**What is required**
The number of lines below holding the string "dining" is the only answer wanted.

Dataset entries
※ ※ ※

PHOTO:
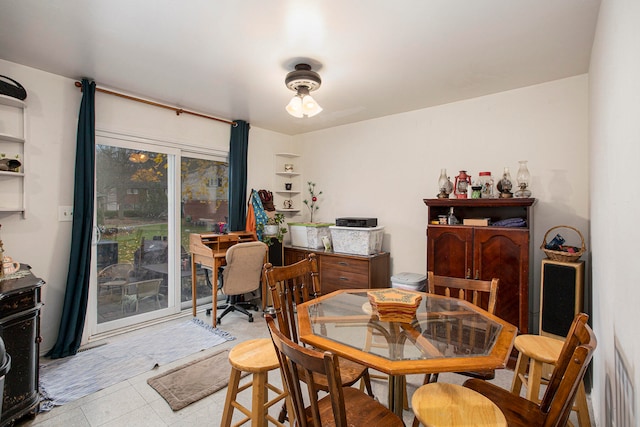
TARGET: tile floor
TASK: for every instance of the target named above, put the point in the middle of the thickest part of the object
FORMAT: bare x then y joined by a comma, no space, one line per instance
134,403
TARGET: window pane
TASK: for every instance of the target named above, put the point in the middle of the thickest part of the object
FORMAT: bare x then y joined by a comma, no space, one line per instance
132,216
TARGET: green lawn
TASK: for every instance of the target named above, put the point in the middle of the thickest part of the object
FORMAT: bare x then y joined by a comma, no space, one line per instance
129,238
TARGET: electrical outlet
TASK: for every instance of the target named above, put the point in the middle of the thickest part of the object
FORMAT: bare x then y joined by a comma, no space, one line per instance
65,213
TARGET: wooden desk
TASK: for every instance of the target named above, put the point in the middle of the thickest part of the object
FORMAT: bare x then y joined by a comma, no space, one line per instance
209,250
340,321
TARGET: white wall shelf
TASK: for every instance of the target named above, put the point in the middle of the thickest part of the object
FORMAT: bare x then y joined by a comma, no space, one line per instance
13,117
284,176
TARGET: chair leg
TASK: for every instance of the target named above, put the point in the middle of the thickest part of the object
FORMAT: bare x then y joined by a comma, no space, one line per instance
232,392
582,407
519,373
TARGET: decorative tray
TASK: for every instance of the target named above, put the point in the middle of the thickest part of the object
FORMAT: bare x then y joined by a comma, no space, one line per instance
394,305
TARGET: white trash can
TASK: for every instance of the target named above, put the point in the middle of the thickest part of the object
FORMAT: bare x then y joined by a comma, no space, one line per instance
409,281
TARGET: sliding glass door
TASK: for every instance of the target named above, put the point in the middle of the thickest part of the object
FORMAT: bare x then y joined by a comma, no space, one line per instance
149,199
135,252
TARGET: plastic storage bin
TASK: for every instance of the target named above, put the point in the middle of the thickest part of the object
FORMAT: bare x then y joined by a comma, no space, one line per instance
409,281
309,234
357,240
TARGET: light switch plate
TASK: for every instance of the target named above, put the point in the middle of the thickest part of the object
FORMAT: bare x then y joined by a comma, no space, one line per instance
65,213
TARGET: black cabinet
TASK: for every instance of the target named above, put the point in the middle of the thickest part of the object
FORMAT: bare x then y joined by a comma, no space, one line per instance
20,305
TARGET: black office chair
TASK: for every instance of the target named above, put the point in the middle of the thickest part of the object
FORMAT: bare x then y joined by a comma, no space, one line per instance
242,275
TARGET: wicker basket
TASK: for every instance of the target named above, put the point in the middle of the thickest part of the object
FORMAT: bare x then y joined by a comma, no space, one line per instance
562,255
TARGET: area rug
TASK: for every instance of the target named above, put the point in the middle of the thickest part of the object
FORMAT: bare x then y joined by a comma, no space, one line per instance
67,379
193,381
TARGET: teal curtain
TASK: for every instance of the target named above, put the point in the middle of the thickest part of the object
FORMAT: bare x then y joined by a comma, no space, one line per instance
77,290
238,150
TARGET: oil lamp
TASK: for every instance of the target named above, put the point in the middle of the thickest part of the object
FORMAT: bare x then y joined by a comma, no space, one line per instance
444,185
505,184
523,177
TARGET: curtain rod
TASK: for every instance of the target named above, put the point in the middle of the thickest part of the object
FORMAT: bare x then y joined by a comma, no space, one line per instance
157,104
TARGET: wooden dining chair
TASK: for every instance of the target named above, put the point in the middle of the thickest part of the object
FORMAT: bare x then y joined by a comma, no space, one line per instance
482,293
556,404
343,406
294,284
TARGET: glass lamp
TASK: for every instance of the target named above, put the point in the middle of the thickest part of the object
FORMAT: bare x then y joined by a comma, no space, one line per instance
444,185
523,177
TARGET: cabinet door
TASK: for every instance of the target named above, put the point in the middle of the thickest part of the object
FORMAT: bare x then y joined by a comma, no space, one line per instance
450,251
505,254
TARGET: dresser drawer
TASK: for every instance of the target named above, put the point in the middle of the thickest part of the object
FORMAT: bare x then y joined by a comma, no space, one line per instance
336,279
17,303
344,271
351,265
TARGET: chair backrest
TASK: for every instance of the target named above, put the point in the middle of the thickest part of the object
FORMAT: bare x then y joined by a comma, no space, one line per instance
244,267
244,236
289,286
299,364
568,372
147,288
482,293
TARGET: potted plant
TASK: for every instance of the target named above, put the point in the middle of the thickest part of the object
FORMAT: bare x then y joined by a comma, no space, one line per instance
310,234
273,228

※ ※ ※

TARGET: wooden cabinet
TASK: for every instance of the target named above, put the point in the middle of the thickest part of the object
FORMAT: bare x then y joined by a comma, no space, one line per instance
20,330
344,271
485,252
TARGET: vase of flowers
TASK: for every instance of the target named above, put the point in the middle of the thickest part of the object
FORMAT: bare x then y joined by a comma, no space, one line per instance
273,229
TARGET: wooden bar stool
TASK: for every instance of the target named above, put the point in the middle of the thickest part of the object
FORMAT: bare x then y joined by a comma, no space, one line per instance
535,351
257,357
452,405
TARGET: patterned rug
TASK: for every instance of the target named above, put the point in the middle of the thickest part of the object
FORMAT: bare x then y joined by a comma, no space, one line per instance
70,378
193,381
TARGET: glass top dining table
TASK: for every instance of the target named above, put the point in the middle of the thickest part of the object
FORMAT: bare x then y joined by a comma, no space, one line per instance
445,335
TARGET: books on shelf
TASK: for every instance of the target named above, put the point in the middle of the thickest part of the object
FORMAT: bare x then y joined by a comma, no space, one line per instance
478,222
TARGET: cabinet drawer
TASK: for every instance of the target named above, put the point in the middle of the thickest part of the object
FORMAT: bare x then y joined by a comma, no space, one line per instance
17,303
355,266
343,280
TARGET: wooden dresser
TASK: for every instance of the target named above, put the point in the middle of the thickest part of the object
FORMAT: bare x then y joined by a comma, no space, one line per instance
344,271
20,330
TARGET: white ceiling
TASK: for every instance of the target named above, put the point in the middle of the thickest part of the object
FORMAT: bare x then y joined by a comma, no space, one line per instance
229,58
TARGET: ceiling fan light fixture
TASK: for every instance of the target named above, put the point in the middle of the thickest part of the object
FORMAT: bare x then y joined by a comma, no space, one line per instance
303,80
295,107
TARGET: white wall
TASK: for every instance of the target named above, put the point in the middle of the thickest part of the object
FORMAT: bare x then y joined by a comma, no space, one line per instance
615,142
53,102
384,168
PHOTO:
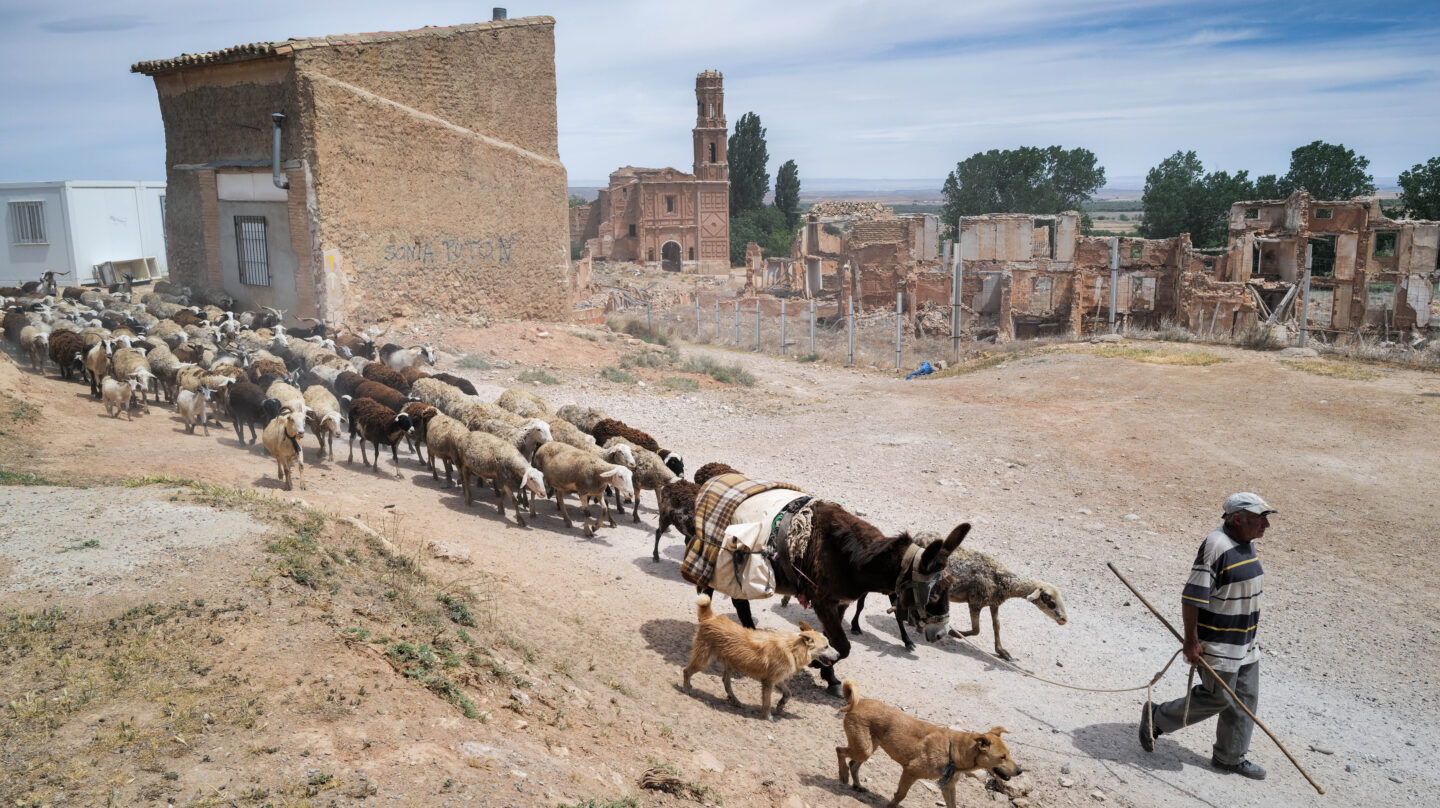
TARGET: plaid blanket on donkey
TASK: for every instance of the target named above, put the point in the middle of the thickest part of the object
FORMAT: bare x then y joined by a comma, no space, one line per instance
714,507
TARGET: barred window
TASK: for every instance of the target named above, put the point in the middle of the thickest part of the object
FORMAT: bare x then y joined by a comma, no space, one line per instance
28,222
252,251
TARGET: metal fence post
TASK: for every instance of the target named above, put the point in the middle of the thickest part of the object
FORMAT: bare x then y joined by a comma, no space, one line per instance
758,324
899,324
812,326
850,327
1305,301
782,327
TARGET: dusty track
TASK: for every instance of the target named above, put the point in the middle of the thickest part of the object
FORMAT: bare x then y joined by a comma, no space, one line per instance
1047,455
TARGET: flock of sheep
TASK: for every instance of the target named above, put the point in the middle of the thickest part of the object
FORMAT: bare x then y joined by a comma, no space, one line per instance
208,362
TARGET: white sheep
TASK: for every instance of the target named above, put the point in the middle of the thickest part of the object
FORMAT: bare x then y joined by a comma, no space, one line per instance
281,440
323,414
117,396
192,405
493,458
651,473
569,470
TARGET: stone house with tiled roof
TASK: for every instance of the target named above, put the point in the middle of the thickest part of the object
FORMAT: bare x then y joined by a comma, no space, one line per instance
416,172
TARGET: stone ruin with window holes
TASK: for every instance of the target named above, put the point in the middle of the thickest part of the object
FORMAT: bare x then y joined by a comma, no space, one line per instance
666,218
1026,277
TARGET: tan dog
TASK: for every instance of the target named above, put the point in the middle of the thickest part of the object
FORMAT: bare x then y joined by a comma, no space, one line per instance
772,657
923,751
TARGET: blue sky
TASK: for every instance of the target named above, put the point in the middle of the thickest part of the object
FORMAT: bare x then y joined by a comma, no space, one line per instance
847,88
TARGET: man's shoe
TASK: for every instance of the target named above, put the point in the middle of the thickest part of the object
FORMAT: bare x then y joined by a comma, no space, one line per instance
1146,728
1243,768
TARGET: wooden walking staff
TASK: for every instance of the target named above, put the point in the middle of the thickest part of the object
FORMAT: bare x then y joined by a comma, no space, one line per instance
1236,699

※ ※ ※

**Solution to the exercise**
2